▶ **Directions**: Give the records below again with each "front porch" switched to "back deck" and every other word kept the same. Leave the pictures out.

** BEGIN **

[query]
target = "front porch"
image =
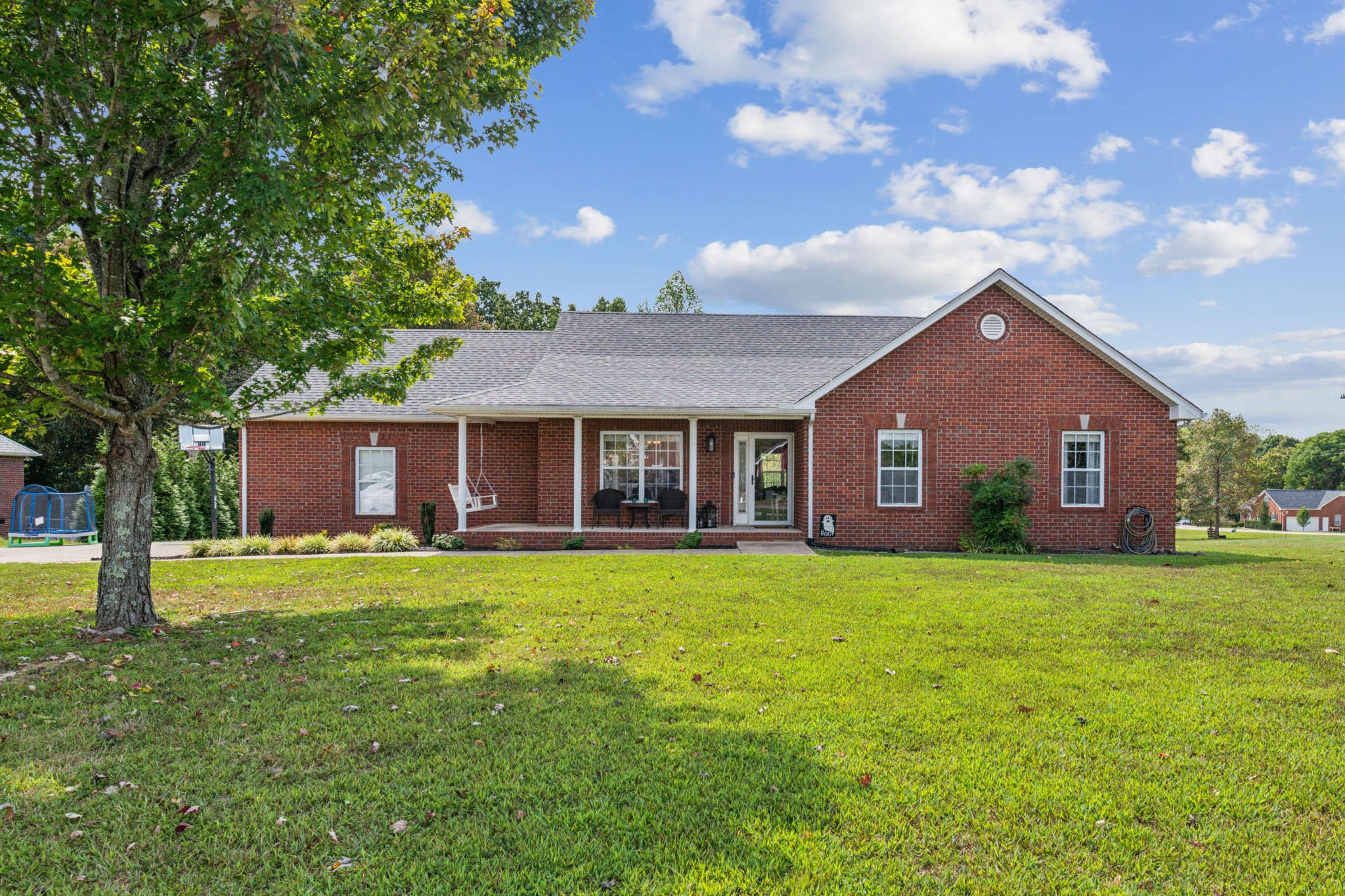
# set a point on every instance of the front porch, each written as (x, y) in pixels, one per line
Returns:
(753, 471)
(545, 538)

** END **

▶ **Correct response**:
[query]
target = "back deck"
image =
# set a point on every instance of the back deck, each written as (x, y) in pixels, one per line
Returns:
(753, 471)
(545, 538)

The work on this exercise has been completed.